=== Task brief ===
Lay out the items below as a two-column CSV with the header row instruction,response. Give one row per item: put the item's text in the first column and its answer in the second, each in a single quoted field with line breaks replaced by spaces.

=== Given data ===
- - - - - - -

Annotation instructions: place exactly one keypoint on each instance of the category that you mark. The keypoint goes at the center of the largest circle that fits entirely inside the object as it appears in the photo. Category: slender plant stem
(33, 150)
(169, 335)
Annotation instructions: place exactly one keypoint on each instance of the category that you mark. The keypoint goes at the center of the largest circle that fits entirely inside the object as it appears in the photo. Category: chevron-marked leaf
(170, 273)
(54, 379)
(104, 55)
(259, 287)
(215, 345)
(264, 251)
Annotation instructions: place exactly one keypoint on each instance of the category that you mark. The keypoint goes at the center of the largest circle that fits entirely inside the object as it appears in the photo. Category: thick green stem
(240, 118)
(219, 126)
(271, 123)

- - - - - - -

=== Solved problem ===
instruction,response
"Annotation instructions: place exactly one keypoint on each instance of the category that you mark. The keypoint goes at the center of the largest circle that fits entirely inside the object as it appears in the photo. Category: slender plant stem","(33, 150) (169, 335)"
"Annotation instructions: place exactly one keypoint on each instance of the category that you mark. The keypoint goes at the center of the largest circle that fits entirely inside the object as it appears in the photo. Category: chevron-marked leaf","(170, 273) (54, 379) (104, 55) (259, 287) (215, 345) (264, 251)"
"Annotation instructions: place exactly one keypoint on each instance of the category that you mark. The keypoint goes at the center of the largest circle that fits entirely inside the object as it appears in the photo. Category: thick green stem","(240, 118) (219, 126) (271, 123)"